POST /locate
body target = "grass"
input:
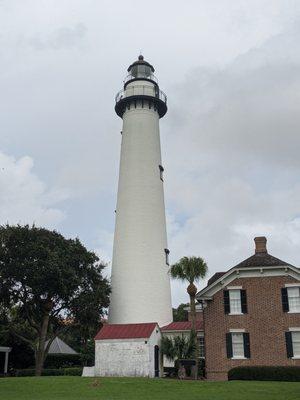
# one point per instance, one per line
(77, 388)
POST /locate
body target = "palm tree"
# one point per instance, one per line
(191, 269)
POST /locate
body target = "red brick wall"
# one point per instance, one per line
(265, 322)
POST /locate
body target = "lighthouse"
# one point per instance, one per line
(140, 281)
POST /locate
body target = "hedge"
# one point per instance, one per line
(63, 361)
(258, 373)
(51, 372)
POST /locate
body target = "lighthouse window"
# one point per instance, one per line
(167, 252)
(161, 172)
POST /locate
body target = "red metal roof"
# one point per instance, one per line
(182, 326)
(126, 331)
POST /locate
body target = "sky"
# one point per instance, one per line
(230, 139)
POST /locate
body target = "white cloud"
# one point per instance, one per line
(24, 198)
(230, 139)
(235, 173)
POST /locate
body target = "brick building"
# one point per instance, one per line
(251, 314)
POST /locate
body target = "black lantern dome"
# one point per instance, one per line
(140, 70)
(141, 94)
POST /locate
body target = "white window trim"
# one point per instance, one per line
(235, 314)
(234, 287)
(292, 285)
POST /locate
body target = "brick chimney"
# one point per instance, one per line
(260, 244)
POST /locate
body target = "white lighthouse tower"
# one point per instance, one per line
(140, 281)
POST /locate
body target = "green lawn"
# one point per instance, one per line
(77, 388)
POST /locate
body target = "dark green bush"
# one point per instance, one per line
(73, 371)
(25, 372)
(51, 372)
(291, 374)
(63, 360)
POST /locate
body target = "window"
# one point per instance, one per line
(201, 347)
(238, 345)
(167, 252)
(235, 301)
(296, 343)
(293, 343)
(161, 172)
(294, 299)
(291, 299)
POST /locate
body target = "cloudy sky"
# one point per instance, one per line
(230, 141)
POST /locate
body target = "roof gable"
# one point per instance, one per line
(182, 326)
(126, 331)
(59, 347)
(261, 260)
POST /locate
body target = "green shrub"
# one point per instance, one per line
(25, 372)
(73, 371)
(63, 360)
(291, 374)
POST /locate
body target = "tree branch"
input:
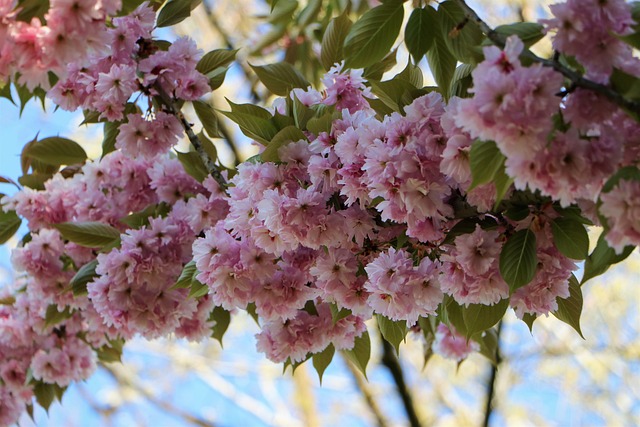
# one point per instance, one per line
(170, 105)
(491, 383)
(576, 79)
(366, 393)
(390, 360)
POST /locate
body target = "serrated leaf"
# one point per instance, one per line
(395, 93)
(322, 360)
(45, 394)
(570, 237)
(35, 180)
(198, 289)
(420, 32)
(111, 352)
(284, 137)
(480, 317)
(519, 259)
(338, 314)
(360, 354)
(373, 35)
(528, 32)
(280, 78)
(222, 318)
(332, 41)
(111, 131)
(570, 309)
(88, 234)
(441, 63)
(187, 275)
(254, 121)
(175, 11)
(85, 274)
(53, 316)
(602, 258)
(57, 151)
(193, 165)
(462, 36)
(528, 319)
(393, 331)
(9, 225)
(207, 117)
(485, 159)
(461, 81)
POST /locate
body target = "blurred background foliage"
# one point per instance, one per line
(548, 377)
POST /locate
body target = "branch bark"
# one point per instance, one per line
(390, 360)
(576, 79)
(491, 383)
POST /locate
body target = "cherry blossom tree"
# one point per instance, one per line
(374, 202)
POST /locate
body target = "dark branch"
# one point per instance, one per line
(491, 383)
(576, 79)
(366, 393)
(390, 360)
(170, 105)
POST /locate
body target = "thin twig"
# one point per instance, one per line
(491, 383)
(390, 360)
(576, 79)
(213, 169)
(366, 394)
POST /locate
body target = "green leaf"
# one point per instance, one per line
(602, 258)
(186, 276)
(57, 151)
(284, 137)
(338, 314)
(373, 35)
(442, 63)
(35, 180)
(528, 319)
(395, 93)
(332, 41)
(193, 165)
(519, 260)
(89, 234)
(570, 309)
(175, 11)
(9, 224)
(29, 9)
(207, 117)
(254, 121)
(485, 160)
(111, 352)
(529, 32)
(222, 318)
(480, 317)
(111, 131)
(280, 78)
(393, 331)
(570, 237)
(420, 32)
(45, 394)
(85, 274)
(360, 354)
(461, 35)
(322, 360)
(53, 316)
(461, 81)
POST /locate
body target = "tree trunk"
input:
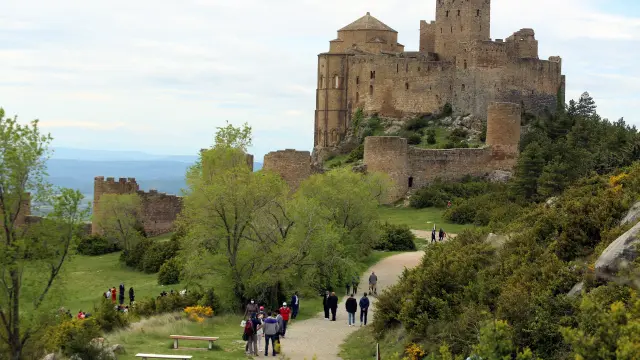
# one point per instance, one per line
(14, 337)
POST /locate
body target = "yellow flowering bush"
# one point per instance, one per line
(198, 313)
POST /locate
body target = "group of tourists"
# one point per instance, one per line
(269, 326)
(441, 235)
(114, 294)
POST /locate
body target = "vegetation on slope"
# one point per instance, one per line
(470, 296)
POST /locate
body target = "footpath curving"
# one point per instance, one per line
(322, 338)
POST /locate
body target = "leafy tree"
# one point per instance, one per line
(529, 167)
(38, 251)
(118, 218)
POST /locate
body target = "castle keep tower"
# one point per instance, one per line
(460, 21)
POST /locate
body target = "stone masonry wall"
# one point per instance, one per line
(159, 210)
(293, 166)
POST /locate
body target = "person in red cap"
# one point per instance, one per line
(285, 311)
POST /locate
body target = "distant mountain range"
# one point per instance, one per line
(76, 168)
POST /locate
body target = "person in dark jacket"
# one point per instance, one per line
(295, 305)
(121, 294)
(364, 308)
(333, 305)
(325, 304)
(351, 307)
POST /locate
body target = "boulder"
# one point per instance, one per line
(576, 289)
(117, 349)
(619, 254)
(499, 176)
(495, 240)
(633, 216)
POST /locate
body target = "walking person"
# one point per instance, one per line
(351, 306)
(333, 305)
(355, 281)
(285, 312)
(373, 282)
(121, 294)
(270, 332)
(252, 307)
(325, 304)
(364, 309)
(295, 305)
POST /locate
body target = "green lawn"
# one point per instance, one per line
(419, 219)
(152, 336)
(88, 277)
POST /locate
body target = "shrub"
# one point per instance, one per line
(108, 318)
(431, 136)
(157, 254)
(97, 245)
(134, 257)
(396, 238)
(170, 272)
(198, 313)
(73, 336)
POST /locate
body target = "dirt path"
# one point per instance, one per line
(322, 338)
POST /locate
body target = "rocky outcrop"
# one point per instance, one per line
(619, 254)
(633, 216)
(497, 241)
(499, 176)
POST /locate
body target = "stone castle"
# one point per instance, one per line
(457, 64)
(366, 68)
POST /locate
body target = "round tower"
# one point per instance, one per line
(388, 155)
(503, 131)
(293, 166)
(460, 21)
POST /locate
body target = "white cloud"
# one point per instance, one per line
(174, 71)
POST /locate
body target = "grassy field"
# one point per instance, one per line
(88, 277)
(362, 345)
(419, 219)
(152, 336)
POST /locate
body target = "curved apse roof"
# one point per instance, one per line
(367, 22)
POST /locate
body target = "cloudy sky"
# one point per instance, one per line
(160, 76)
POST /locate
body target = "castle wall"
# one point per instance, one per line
(388, 155)
(427, 37)
(332, 114)
(426, 165)
(159, 209)
(293, 166)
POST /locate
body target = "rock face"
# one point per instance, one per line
(633, 216)
(618, 255)
(499, 176)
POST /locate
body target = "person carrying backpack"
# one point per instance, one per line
(249, 336)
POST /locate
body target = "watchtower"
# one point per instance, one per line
(460, 21)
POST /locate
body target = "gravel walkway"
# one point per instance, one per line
(322, 338)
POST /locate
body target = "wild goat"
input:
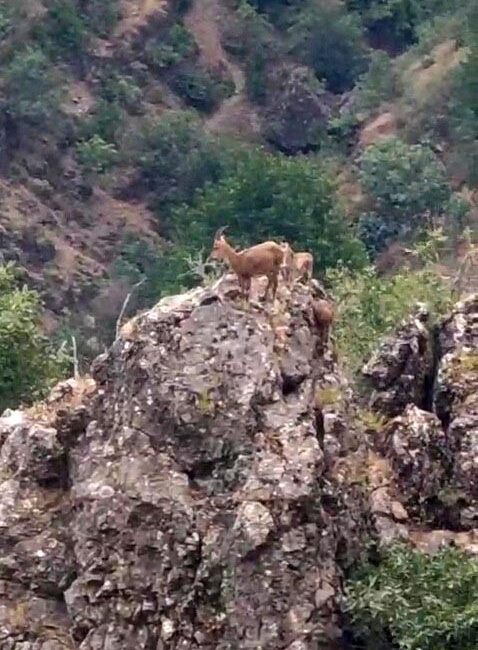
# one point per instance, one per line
(262, 259)
(296, 266)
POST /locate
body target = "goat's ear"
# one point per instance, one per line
(220, 233)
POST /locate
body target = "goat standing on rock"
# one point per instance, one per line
(296, 265)
(262, 259)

> Exercise requirements:
Leave out the pictures and copy everything else in the records word for word.

> Exercise result:
POST /locate
body target = "grass"
input:
# one point per instance, one per line
(77, 388)
POST /locate
body target = "palm tree"
# one point per instance, one per line
(191, 269)
POST /locate
body target = "red brick wall"
# one point per instance, one per line
(265, 322)
POST /locate
body target = "lighthouse"
# one point per instance, one per line
(140, 281)
POST /locate
body target = "hedge"
# one point per instance, one per line
(63, 361)
(258, 373)
(51, 372)
POST /locate
body target = "lighthouse window"
# one point per instance, one per line
(167, 252)
(161, 172)
POST /locate
body target = "red metal roof"
# one point per instance, one per line
(182, 326)
(126, 331)
POST /locate
body target = "sky"
# one point per instance, one per line
(230, 139)
POST /locate
body target = "white cloud"
# one point per instance, one per line
(24, 198)
(230, 139)
(235, 173)
POST /locate
body target = "brick building"
# one point per instance, one per line
(251, 314)
POST /locate
body target = "black lantern dome"
# one point per instance, one per line
(140, 70)
(141, 94)
POST /locate
body target = "white window trim"
# one point per instance, one per line
(235, 314)
(234, 287)
(292, 285)
POST /locate
body target = "brick chimney"
# one point per instance, one per line
(260, 244)
POST /locate
body target = "white lighthouse tower"
# one point per instance, one per line
(140, 281)
POST /locate
body target = "green lawn"
# one point per instance, one per line
(77, 388)
POST /locate
body target = "dark green bush"
# one point per instance, one per line
(73, 371)
(25, 372)
(51, 372)
(291, 374)
(63, 360)
POST /locate
body target = "window"
# one point per instance, one per line
(201, 347)
(238, 345)
(167, 252)
(235, 301)
(296, 343)
(293, 343)
(161, 172)
(294, 299)
(291, 299)
POST /locate
body target = "cloudy sky"
# one point per instance, one per line
(230, 141)
POST /locate
body target = "roof gable"
# one point per instance, one per line
(182, 326)
(126, 331)
(59, 347)
(261, 260)
POST /locate
body target = "green shrub"
# one point per instance, one per line
(25, 372)
(73, 371)
(63, 360)
(291, 374)
POST /locate
body target = "tree branch"
input:
# one point per instance, one per line
(170, 105)
(491, 383)
(576, 79)
(366, 393)
(390, 360)
POST /locate
body target = "serrated leaf"
# one point per instance, one per line
(395, 93)
(322, 360)
(45, 394)
(570, 237)
(35, 180)
(198, 289)
(420, 32)
(111, 352)
(284, 137)
(480, 317)
(519, 259)
(338, 314)
(360, 354)
(373, 35)
(528, 32)
(280, 78)
(222, 318)
(332, 41)
(111, 131)
(570, 309)
(88, 234)
(441, 63)
(187, 275)
(254, 121)
(175, 11)
(85, 274)
(53, 316)
(602, 258)
(57, 151)
(193, 165)
(462, 36)
(528, 319)
(393, 331)
(9, 225)
(207, 117)
(485, 159)
(461, 81)
POST /locate
body target = "blurred background foliage"
# one point per instance, one per line
(548, 377)
POST /locate
body target = "branch bark"
# one point per instance, one per line
(390, 360)
(576, 79)
(491, 383)
POST /locate
body target = "cherry blossom tree"
# one point per instance, one per line
(374, 202)
POST /locate
body target = "dark branch"
# one point per instance, one per line
(491, 383)
(576, 79)
(366, 393)
(390, 360)
(170, 105)
POST /locate
body target = "thin twig"
# one point per instance, one per line
(491, 383)
(390, 360)
(576, 79)
(213, 169)
(366, 394)
POST /locate
body target = "green leaf"
# one point per instance, one per line
(602, 258)
(186, 276)
(57, 151)
(284, 137)
(338, 314)
(373, 35)
(442, 63)
(35, 180)
(528, 319)
(395, 93)
(332, 41)
(193, 165)
(519, 260)
(89, 234)
(570, 309)
(175, 11)
(9, 224)
(29, 9)
(207, 117)
(254, 121)
(485, 160)
(111, 352)
(529, 32)
(222, 318)
(480, 317)
(111, 131)
(280, 78)
(393, 331)
(570, 237)
(420, 32)
(45, 394)
(85, 274)
(360, 354)
(461, 35)
(322, 360)
(53, 316)
(461, 81)
POST /locate
body target = "tree trunk"
input:
# one point per instance, one per line
(14, 337)
POST /locate
body target = "yellow flowering bush"
# one point per instance, one per line
(198, 313)
POST /locate
body target = "group of tourists"
# one point per instance, one per line
(269, 326)
(441, 235)
(114, 294)
POST /locate
body target = "vegetation on slope"
# one point per instance, one per line
(470, 296)
POST /locate
body target = "footpath curving"
# one point per instance, one per line
(322, 338)
POST /locate
body target = "leafy tree"
# one point per instance, one per line
(529, 167)
(38, 251)
(118, 218)
POST /locate
body target = "castle keep tower"
# one point per instance, one per line
(460, 21)
POST /locate
body target = "stone masonry wall"
# one point per instance, one per line
(159, 210)
(293, 166)
POST /locate
body target = "person in red cap"
# one point per instance, one per line
(285, 311)
POST /locate
body target = "distant mountain range"
# one point per instance, one per line
(76, 168)
POST /locate
body target = "person in dark jacket"
# one point per instance, one per line
(295, 305)
(121, 294)
(364, 308)
(333, 305)
(325, 304)
(351, 307)
POST /locate
body target = "boulder"
# one point per instance, one per line
(576, 289)
(117, 349)
(619, 254)
(499, 176)
(495, 240)
(633, 216)
POST /locate
body target = "walking person"
# one point per instance, one per line
(351, 306)
(333, 305)
(355, 281)
(285, 312)
(373, 282)
(121, 294)
(270, 332)
(252, 307)
(325, 304)
(364, 309)
(295, 305)
POST /locate
body target = "green lawn"
# one point per instance, one per line
(419, 219)
(152, 336)
(88, 277)
POST /locate
body target = "shrub"
# one point per instance, one per line
(108, 318)
(431, 136)
(157, 254)
(97, 245)
(134, 257)
(396, 238)
(170, 272)
(198, 313)
(73, 336)
POST /locate
body target = "dirt path"
# one point per instance, one per line
(322, 338)
POST /locate
body target = "rocky outcrop"
# one point per instance, one per line
(619, 254)
(633, 216)
(497, 241)
(499, 176)
POST /locate
body target = "stone castle"
# one point per instance, one per line
(457, 64)
(366, 68)
POST /locate
body target = "round tower"
# one point per instance, one per line
(388, 155)
(503, 131)
(293, 166)
(460, 21)
POST /locate
body target = "white cloud"
# one point per instance, one per line
(174, 71)
POST /locate
body target = "grassy field"
# one point per instance, one per line
(88, 277)
(362, 345)
(419, 219)
(152, 336)
POST /locate
body target = "curved apse roof"
# one point per instance, one per line
(367, 22)
POST /locate
body target = "cloudy sky"
# one point per instance, one per line
(160, 76)
POST /locate
body target = "castle wall"
# one point per instance, one per line
(388, 155)
(427, 37)
(332, 114)
(426, 165)
(159, 209)
(293, 166)
POST /locate
body target = "rock face"
# one point per instance, one per line
(633, 216)
(618, 255)
(499, 176)
POST /locate
body target = "person carrying backpack"
# one point per instance, one per line
(249, 336)
POST /locate
body target = "watchtower"
# one point per instance, one per line
(460, 21)
POST /locate
body target = "gravel walkway"
# one point per instance, one per line
(322, 338)
POST /locate
body target = "wild goat"
input:
# one point per instance, one per line
(262, 259)
(296, 266)
POST /locate
body target = "goat's ear"
# one point per instance, one per line
(220, 233)
POST /locate
body target = "goat standing on rock"
# one point per instance, one per line
(296, 265)
(262, 259)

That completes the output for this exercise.